GIVEN TASK – Please copy the listing below, from the line containing "Sports analytics pipeline — identify the forested" through the end of the listing, leaving out the pictures.

MATERIAL PROVIDED –

## start

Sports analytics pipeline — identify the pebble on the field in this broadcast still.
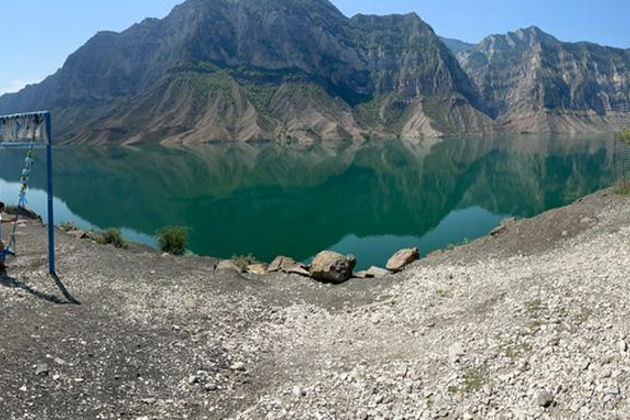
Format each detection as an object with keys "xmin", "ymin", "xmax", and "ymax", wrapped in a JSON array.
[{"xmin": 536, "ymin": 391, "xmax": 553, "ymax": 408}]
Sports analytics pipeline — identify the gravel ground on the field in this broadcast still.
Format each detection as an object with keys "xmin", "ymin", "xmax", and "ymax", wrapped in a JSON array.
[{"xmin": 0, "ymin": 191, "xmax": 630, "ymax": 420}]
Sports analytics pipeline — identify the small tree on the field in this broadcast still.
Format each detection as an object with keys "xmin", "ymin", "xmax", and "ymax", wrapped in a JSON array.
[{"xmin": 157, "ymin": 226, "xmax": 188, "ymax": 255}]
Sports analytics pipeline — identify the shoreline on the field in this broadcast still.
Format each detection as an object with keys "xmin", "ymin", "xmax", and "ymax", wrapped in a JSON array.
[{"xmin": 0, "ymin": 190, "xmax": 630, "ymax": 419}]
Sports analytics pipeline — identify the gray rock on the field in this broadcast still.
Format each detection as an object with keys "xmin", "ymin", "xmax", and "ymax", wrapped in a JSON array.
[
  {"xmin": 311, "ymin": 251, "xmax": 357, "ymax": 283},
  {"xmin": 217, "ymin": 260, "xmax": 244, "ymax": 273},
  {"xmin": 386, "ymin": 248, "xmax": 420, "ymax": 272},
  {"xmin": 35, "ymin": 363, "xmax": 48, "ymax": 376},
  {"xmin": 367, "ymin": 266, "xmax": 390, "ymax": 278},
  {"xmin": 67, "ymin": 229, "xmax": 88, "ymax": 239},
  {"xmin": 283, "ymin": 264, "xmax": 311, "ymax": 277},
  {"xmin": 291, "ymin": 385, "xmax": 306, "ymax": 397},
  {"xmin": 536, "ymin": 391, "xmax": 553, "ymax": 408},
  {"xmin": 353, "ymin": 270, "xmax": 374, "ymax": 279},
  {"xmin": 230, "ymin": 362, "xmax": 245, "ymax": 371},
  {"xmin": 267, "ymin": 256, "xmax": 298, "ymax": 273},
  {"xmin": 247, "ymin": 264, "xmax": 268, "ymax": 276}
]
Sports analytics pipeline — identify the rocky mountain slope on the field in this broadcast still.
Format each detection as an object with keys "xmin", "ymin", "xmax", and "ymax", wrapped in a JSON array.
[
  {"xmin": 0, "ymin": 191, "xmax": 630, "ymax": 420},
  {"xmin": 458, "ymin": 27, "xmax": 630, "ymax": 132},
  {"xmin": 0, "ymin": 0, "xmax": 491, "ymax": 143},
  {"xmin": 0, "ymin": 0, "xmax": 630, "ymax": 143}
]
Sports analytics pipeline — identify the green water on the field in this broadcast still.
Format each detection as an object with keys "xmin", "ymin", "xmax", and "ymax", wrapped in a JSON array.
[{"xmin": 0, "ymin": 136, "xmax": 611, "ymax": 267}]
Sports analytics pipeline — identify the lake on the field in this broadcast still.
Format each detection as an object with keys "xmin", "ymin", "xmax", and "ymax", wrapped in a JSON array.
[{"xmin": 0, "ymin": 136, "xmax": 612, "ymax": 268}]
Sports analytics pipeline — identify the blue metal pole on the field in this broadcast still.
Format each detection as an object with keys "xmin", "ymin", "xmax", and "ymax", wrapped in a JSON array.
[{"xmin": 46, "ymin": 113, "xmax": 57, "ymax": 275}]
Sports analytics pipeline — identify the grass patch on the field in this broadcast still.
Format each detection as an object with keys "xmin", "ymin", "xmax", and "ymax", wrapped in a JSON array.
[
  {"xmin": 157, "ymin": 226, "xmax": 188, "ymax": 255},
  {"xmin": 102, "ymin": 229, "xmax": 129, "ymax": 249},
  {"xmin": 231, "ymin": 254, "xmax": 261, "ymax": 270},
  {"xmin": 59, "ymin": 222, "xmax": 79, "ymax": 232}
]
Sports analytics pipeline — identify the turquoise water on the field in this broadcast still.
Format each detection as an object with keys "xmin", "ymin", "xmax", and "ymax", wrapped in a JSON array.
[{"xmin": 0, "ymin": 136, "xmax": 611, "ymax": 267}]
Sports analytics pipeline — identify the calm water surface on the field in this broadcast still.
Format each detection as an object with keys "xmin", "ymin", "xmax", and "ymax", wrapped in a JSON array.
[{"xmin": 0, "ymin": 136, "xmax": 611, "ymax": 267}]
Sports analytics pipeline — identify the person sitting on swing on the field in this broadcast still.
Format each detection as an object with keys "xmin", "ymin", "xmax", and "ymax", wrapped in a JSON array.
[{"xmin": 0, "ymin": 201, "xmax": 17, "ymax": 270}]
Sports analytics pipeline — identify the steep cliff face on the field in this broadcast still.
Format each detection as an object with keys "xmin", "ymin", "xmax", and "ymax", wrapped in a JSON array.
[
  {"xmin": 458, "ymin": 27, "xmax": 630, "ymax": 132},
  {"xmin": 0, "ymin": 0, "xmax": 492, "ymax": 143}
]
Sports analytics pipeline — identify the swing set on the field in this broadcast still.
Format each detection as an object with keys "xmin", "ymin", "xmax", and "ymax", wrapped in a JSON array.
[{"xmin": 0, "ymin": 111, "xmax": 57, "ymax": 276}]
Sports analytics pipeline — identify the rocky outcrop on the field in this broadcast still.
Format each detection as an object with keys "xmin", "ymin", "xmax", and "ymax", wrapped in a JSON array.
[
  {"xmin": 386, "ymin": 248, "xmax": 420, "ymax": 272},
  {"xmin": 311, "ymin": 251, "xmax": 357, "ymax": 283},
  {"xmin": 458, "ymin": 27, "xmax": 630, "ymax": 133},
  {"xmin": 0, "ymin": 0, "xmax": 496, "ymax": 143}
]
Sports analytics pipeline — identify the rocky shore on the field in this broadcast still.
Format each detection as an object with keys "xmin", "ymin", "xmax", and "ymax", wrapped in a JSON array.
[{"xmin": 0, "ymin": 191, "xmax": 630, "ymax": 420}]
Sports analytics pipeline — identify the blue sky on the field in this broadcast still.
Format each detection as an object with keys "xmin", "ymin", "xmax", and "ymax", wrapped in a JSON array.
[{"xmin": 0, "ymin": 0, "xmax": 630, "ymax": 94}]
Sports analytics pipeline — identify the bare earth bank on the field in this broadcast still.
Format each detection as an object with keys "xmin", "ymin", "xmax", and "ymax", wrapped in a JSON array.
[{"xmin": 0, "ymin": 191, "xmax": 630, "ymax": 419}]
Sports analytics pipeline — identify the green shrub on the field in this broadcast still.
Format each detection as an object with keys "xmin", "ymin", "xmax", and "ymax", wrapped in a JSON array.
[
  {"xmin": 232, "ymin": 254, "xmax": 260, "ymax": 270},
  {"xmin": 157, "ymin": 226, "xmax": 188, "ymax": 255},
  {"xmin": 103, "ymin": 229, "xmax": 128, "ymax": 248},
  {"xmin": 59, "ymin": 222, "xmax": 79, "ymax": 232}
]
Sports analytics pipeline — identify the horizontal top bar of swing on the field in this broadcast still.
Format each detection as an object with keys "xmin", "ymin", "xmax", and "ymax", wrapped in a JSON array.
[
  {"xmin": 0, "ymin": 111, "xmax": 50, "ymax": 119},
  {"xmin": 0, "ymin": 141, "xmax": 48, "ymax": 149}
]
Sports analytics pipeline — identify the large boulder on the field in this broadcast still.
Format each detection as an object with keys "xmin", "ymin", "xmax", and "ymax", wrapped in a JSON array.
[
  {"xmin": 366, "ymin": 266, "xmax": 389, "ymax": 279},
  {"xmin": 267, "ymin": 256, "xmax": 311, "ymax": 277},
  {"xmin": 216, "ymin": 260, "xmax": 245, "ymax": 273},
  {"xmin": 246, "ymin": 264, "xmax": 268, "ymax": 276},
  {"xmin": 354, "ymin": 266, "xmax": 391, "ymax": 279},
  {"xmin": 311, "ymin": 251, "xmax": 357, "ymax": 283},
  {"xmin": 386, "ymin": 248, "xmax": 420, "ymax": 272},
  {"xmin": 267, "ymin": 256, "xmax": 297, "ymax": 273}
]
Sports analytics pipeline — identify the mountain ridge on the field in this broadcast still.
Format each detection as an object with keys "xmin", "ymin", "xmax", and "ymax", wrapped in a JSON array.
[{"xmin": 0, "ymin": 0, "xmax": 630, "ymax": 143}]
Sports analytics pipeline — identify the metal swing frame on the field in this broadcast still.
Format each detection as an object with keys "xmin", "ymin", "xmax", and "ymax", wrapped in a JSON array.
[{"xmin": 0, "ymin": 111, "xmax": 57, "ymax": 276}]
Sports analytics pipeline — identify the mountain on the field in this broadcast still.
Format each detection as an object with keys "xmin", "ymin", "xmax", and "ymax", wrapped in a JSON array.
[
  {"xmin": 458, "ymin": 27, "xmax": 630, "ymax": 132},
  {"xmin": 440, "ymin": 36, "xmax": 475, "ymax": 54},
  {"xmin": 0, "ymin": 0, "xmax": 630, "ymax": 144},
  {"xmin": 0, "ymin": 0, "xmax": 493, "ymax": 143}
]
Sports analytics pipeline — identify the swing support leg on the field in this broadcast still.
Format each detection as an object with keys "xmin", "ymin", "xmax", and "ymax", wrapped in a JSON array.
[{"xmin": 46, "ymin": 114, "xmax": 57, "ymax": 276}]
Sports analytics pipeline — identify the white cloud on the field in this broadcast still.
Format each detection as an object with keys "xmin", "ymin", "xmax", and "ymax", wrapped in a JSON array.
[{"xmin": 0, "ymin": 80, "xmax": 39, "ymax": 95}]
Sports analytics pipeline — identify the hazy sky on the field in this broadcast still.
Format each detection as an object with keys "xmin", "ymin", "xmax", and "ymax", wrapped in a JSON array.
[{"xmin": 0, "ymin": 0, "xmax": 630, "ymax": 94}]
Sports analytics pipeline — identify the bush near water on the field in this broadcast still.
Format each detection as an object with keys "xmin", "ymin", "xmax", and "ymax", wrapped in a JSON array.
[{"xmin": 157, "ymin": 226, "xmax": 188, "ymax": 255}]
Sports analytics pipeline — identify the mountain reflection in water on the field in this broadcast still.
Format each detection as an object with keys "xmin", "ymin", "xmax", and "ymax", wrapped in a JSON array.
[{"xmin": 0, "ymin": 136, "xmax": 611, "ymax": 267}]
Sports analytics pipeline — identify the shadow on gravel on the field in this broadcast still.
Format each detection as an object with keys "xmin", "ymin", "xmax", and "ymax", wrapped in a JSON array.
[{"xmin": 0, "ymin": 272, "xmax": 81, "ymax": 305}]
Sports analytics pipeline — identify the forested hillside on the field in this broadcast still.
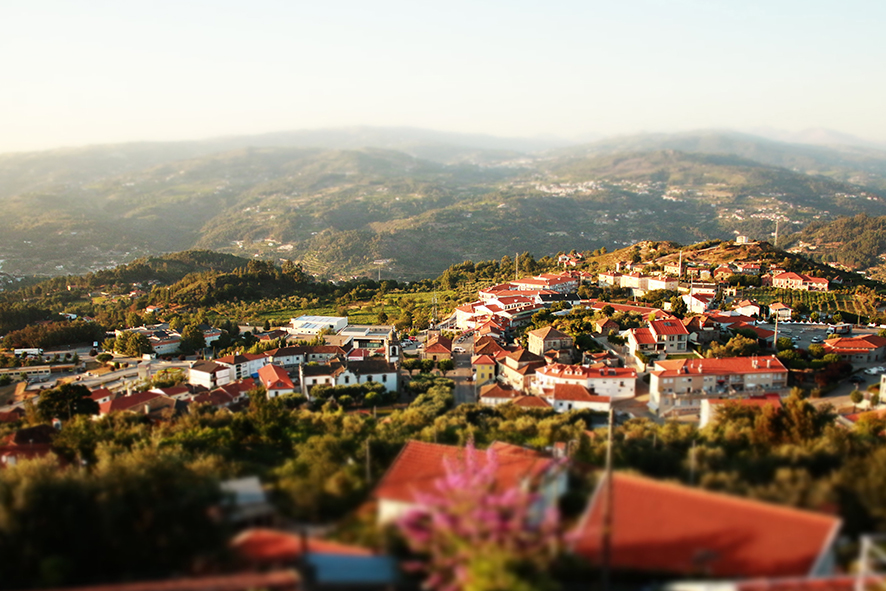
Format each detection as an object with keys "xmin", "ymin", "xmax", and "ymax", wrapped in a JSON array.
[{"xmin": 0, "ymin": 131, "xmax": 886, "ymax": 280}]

## end

TASK RESULT –
Sports analytics pipeline — identify the forested hillside on the field in this broadcast still.
Format each detection as an object with keys "xmin", "ymin", "xmax", and "ymax", wrapped in a JSON array.
[{"xmin": 0, "ymin": 131, "xmax": 886, "ymax": 280}]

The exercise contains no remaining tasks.